Document text

§

Inside the home, deputies found a scene so gruesome that Sheriff Chris Nocco said he will make sure they receive mental health counseling.

"You can see in their eyes this is one of the cases that's going to live with them forever," he said.

• • •

Outside the home on Catherine Street, which Ernesto and Angela Rios shared with their son and four grandchildren, Nocco described the chaos that unfolded there earlier.

When Ernesto awoke Thursday, he found his son pacing throughout the house. The elder Rios woke the children and began to get them ready for school, then got into the shower. That's when he heard the screams.

He ran toward his granddaughters' rooms and found his son brandishing a weapon, which authorities have not identified. He grabbed the weapon and his son. After dragging him outside, a bystander called 911.

Jason tried to get back inside the home and charged at arriving deputies. He fled to a neighboring house and barricaded himself inside.

Deputies and Pasco County Fire Rescue workers got the children out of the family home. Jenica Randazzo, 9, and La'nyla Heater, 7, were taken to St. Joseph's Hospital in Tampa. Jenica was in critical condition Thursday afternoon, and La'nyla was stable. The other grandchildren in the home, Chancellor Rios, 4, and Dominic Putnam, 13, were uninjured.

Deputies had been told that Rios often shot at a gun range and that a gun was missing. They didn't know if anyone was in the neighboring home with him, and hostage negotiations were failing.

They entered the home and deployed gas and what they call "flash-bang devices." A BearCat armored vehicle took out part of the home's wall. Eventually, Rios emerged, holding his hand in his pocket. Trained deputies recognized that he might want them to shoot and kill him. They yelled at him: "Get down! Get down!"

Rios walked into the armored vehicle and collapsed, unconscious. Later, deputies would find that he bore serious self-inflicted wounds to his neck, head and torso from a drill bit and augur.

His condition is unknown.

The standoff ended without using force, Nocco said, and no officers were injured.

"We know that this is a horrific time for this family and that they need help," he said. "We're going to make sure that all the proper steps are done, that the two other children are going to be in safe hands."

Many sheriff's cars remained outside the home Thursday evening as investigators continued their work.

• • •

Earlier in the day, friends and acquaintances gathered at the police tape in the bright sun, looking toward the house where the Rios family has lived for years.

§

Extracted material
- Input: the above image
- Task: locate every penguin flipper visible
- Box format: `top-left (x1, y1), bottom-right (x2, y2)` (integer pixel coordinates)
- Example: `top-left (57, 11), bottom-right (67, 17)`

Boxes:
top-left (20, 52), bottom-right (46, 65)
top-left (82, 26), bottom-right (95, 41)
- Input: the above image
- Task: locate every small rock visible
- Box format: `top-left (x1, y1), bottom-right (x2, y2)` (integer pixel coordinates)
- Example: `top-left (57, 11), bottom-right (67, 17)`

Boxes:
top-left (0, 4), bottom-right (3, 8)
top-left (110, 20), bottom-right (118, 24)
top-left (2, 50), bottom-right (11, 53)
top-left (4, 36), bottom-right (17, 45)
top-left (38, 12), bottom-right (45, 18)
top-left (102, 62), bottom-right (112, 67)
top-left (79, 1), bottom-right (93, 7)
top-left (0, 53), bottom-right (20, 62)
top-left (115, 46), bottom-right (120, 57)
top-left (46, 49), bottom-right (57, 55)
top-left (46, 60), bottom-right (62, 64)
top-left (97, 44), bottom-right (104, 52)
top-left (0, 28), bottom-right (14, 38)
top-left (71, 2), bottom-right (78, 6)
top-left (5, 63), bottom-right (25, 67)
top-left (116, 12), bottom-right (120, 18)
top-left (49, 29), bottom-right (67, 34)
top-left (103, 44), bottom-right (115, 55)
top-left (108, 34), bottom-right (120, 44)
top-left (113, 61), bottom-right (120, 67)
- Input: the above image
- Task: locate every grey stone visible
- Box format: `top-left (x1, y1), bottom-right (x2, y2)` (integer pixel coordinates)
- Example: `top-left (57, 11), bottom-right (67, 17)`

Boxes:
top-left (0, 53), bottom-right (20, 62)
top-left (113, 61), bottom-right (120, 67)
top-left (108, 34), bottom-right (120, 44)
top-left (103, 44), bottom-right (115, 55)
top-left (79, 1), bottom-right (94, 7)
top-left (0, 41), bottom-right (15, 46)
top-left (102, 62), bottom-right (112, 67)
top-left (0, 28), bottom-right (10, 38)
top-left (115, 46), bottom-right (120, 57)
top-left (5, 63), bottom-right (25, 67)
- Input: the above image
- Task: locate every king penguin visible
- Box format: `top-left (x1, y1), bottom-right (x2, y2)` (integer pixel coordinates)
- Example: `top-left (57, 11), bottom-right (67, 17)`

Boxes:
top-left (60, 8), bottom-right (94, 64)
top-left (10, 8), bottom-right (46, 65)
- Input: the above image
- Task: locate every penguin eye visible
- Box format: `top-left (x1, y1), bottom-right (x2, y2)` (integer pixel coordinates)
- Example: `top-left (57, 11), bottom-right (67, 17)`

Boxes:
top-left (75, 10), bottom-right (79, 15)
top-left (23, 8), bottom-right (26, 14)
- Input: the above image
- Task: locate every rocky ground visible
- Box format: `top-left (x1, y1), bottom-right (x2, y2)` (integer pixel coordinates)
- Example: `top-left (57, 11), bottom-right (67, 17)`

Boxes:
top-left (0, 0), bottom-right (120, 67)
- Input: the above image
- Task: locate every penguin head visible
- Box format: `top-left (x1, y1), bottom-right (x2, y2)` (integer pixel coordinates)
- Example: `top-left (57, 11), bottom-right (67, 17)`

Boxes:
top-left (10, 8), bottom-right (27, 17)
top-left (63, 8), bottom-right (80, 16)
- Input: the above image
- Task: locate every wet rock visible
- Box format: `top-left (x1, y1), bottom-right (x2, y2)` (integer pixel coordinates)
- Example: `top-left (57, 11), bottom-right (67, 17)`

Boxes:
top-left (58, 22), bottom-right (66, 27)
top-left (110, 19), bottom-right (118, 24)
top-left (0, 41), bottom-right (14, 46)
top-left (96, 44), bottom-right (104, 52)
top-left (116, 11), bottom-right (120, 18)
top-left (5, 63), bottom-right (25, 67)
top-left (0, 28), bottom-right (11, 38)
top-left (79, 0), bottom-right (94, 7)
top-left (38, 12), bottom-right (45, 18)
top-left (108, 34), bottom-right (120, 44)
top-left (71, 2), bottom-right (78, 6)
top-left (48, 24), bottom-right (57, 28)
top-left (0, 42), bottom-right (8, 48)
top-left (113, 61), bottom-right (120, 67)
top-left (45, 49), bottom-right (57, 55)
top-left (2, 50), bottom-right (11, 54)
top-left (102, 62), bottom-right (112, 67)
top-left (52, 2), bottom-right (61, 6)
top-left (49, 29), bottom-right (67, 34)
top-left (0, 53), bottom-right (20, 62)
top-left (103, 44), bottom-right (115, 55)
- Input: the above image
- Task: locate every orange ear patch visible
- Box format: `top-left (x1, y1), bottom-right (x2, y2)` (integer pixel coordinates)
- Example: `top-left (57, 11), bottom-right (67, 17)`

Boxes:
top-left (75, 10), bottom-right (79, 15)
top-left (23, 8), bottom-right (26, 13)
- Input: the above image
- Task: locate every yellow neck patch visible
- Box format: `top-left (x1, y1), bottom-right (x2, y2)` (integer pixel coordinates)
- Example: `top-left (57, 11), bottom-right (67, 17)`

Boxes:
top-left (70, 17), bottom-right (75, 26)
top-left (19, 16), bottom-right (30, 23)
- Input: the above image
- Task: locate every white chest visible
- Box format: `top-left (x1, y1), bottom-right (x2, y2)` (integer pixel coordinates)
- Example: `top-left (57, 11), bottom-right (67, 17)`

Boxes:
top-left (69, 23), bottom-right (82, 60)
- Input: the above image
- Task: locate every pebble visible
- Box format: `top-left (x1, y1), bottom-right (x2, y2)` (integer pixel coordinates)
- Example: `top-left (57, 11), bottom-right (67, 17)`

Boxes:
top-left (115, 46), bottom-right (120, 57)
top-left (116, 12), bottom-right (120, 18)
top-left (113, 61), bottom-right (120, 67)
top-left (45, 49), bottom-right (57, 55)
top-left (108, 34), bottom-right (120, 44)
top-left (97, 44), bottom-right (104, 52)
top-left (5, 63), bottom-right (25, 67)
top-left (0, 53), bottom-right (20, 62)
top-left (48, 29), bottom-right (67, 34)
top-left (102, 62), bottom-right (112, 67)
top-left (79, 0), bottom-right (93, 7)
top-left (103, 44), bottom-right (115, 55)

§

What you will do
a – From the news report, return everything from "Rios walked into" down to "lived for years.".
b – Using the news report about the Catherine Street standoff, decide whether each statement agrees with it: (i) Jenica Randazzo was stable on Thursday afternoon. (ii) An armored vehicle took out part of a wall of the home. (iii) Officers were hurt during the standoff.
c – Extend the news report about the Catherine Street standoff past its last sentence.
The items after the news report are separate material.

Answer list
a –
Rios walked into the armored vehicle and collapsed, unconscious. Later, deputies would find that he bore serious self-inflicted wounds to his neck, head and torso from a drill bit and augur.

His condition is unknown.

The standoff ended without using force, Nocco said, and no officers were injured.

"We know that this is a horrific time for this family and that they need help," he said. "We're going to make sure that all the proper steps are done, that the two other children are going to be in safe hands."

Many sheriff's cars remained outside the home Thursday evening as investigators continued their work.

• • •

Earlier in the day, friends and acquaintances gathered at the police tape in the bright sun, looking toward the house where the Rios family has lived for years.

b –
(i) No: "Jenica was in critical condition Thursday afternoon, and La'nyla was stable."
(ii) Yes: "A BearCat armored vehicle took out part of the home's wall."
(iii) No: "no officers were injured."

c –
Childhood friend Josh Melching, 25, of Clearwater was still struggling to comprehend the morning's mayhem.

"That's not what Jason would've done," he said, shaking his head. "He's always had my brother's and my back. He was a caring person. He was Jason. I don't know how to explain other than that. He was Jason."

Angela Rios was a fighter, Melching said, a tough woman who used a wheelchair but made sure she was always there for the children. He said Jason Rios had that same dedication to his family.

"It's didn't matter what you needed. He was there," he said. "He loved nothing more than his family."

Melching said that if Rios had trouble with drugs, he hid it well. He had a twin brother and often spent time tinkering with his truck. And he was working on passing the GED test, a process that he told Melching would improve his life.

"He was trying. He knew that he had made mistakes, but he was trying to make up for them and do better with his life. … I wish he would have called this morning, because I would have been there."

Pasco sheriff's records show Jason Rios was arrested for trespassing on fenced property at age 21 and for grand theft of a golf cart at 15.

Tony Ali, the owner of On Point Fashions near the family's home, said the grandparents did their best for the children, stopping in occasionally to buy new shoes despite living paycheck to paycheck.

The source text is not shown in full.